▶ _WHAT YOU NEED TO DO_: Starting at the line that contains "Q: Point out each instance of the stone niche" and ending at the last line of the material, rewrite those lines with "arched window" changed to "rounded window", leaving everything else unaltered.

Coordinate annotation records:
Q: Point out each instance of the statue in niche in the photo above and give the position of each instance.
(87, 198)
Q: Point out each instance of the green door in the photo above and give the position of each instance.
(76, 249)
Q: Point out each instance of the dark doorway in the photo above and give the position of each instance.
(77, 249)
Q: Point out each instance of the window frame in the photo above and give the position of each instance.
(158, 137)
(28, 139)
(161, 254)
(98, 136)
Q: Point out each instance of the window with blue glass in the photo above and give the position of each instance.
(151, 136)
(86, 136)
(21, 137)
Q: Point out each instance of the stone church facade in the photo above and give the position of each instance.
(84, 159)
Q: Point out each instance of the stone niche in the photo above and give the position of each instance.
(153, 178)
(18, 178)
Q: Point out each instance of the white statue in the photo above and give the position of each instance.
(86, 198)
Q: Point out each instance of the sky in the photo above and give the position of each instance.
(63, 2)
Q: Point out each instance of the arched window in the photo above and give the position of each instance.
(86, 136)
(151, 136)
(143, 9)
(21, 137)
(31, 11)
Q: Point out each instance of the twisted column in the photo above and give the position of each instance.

▶ _RESPONSE TO THE TASK_:
Q: Point out each instance of the stone niche in the photo above and give the position of each instance.
(153, 178)
(18, 178)
Q: Point out each instance of the white statue in the photo above and give the position of each instance.
(86, 198)
Q: Point out each instance of the sky in the photo above and give the position of each instance.
(63, 2)
Q: Point out each instance of the rounded window in the photo above and give the position of each instance.
(86, 136)
(151, 136)
(143, 9)
(21, 137)
(31, 11)
Q: Point out each instance of the twisted column in the photo above and give the position of each instance.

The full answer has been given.